=== DIRECTIVE ===
Quote the data below in full, line by line, changing nothing.

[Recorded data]
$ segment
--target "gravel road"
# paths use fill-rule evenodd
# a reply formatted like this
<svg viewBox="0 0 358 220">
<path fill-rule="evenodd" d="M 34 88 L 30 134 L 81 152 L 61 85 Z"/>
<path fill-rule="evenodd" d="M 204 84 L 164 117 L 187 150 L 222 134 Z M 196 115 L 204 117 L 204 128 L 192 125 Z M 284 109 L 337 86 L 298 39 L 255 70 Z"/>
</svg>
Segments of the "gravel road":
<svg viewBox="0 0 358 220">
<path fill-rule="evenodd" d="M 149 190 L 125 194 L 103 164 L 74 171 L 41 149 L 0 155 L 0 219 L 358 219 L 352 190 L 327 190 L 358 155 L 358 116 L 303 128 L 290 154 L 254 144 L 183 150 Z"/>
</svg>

=== WRITTEN RESPONSE ===
$ segment
--target "gravel road"
# paths use fill-rule evenodd
# a reply formatted like this
<svg viewBox="0 0 358 220">
<path fill-rule="evenodd" d="M 34 88 L 30 134 L 81 152 L 61 85 Z"/>
<path fill-rule="evenodd" d="M 204 84 L 164 117 L 187 150 L 222 134 Z M 196 115 L 204 117 L 204 128 L 192 125 Z M 284 109 L 337 86 L 298 39 L 255 70 Z"/>
</svg>
Segments of the "gravel road":
<svg viewBox="0 0 358 220">
<path fill-rule="evenodd" d="M 149 190 L 125 194 L 103 164 L 74 171 L 41 149 L 0 155 L 0 219 L 358 219 L 352 190 L 327 190 L 358 155 L 358 116 L 303 128 L 290 154 L 254 144 L 183 150 Z"/>
</svg>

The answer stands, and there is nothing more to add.